▶ **Task prompt**
Where a record holds a picture, leave the picture out; otherwise repeat every record exactly.

Dataset entries:

++++++++++

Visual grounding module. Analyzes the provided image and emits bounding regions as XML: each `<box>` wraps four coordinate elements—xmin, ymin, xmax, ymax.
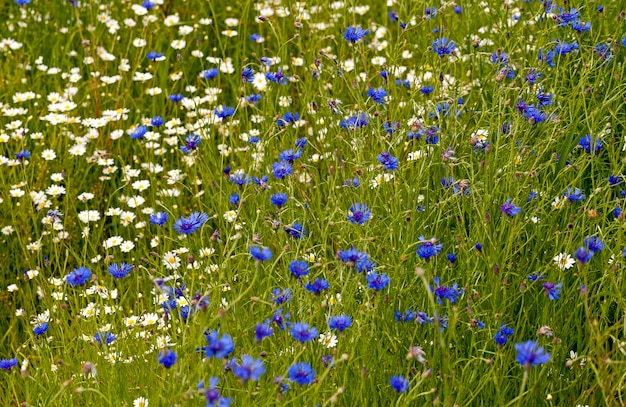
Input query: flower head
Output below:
<box><xmin>347</xmin><ymin>203</ymin><xmax>371</xmax><ymax>225</ymax></box>
<box><xmin>65</xmin><ymin>266</ymin><xmax>92</xmax><ymax>286</ymax></box>
<box><xmin>343</xmin><ymin>26</ymin><xmax>369</xmax><ymax>43</ymax></box>
<box><xmin>515</xmin><ymin>340</ymin><xmax>551</xmax><ymax>367</ymax></box>
<box><xmin>157</xmin><ymin>349</ymin><xmax>177</xmax><ymax>368</ymax></box>
<box><xmin>288</xmin><ymin>362</ymin><xmax>316</xmax><ymax>385</ymax></box>
<box><xmin>173</xmin><ymin>212</ymin><xmax>209</xmax><ymax>235</ymax></box>
<box><xmin>500</xmin><ymin>199</ymin><xmax>521</xmax><ymax>217</ymax></box>
<box><xmin>390</xmin><ymin>375</ymin><xmax>410</xmax><ymax>392</ymax></box>
<box><xmin>108</xmin><ymin>263</ymin><xmax>132</xmax><ymax>279</ymax></box>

++++++++++

▶ **Your response**
Visual grounding module. Analyzes the provided image and emits bounding regions as XML: each `<box>` wraps four coordinate elements—xmin, ymin, xmax, ymax.
Input query: flower head
Output below:
<box><xmin>347</xmin><ymin>203</ymin><xmax>371</xmax><ymax>225</ymax></box>
<box><xmin>65</xmin><ymin>266</ymin><xmax>92</xmax><ymax>286</ymax></box>
<box><xmin>343</xmin><ymin>26</ymin><xmax>369</xmax><ymax>43</ymax></box>
<box><xmin>515</xmin><ymin>340</ymin><xmax>551</xmax><ymax>367</ymax></box>
<box><xmin>157</xmin><ymin>349</ymin><xmax>177</xmax><ymax>368</ymax></box>
<box><xmin>288</xmin><ymin>362</ymin><xmax>316</xmax><ymax>385</ymax></box>
<box><xmin>173</xmin><ymin>212</ymin><xmax>209</xmax><ymax>235</ymax></box>
<box><xmin>500</xmin><ymin>199</ymin><xmax>521</xmax><ymax>217</ymax></box>
<box><xmin>390</xmin><ymin>375</ymin><xmax>410</xmax><ymax>392</ymax></box>
<box><xmin>108</xmin><ymin>263</ymin><xmax>132</xmax><ymax>279</ymax></box>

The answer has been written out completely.